→ **Required task**
Count the lines in the material below that contain the word "query". Reply with the number only.
* start Data extract *
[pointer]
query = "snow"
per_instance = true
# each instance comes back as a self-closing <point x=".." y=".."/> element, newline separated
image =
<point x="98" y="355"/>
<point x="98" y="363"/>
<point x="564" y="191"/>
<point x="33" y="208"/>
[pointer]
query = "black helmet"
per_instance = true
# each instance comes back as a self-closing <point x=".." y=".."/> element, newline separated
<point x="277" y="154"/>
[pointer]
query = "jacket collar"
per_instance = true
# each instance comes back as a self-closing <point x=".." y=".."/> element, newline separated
* end Data extract *
* start Data extract *
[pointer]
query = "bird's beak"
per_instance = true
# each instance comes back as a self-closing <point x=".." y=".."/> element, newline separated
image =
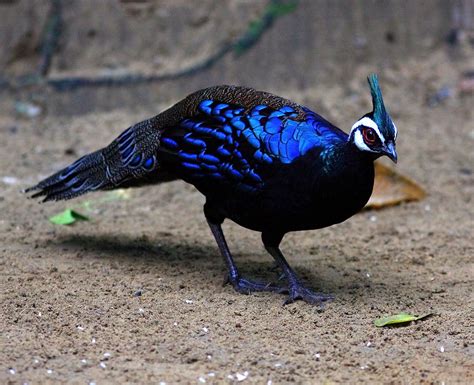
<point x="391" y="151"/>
* end Data extract *
* start Data extract *
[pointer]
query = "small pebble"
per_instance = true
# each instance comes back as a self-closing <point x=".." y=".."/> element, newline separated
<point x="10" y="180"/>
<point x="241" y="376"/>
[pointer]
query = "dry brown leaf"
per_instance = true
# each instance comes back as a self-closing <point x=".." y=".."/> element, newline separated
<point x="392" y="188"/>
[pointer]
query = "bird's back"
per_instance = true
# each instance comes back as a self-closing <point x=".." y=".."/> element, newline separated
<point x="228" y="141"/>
* end Data extract *
→ **The completed task**
7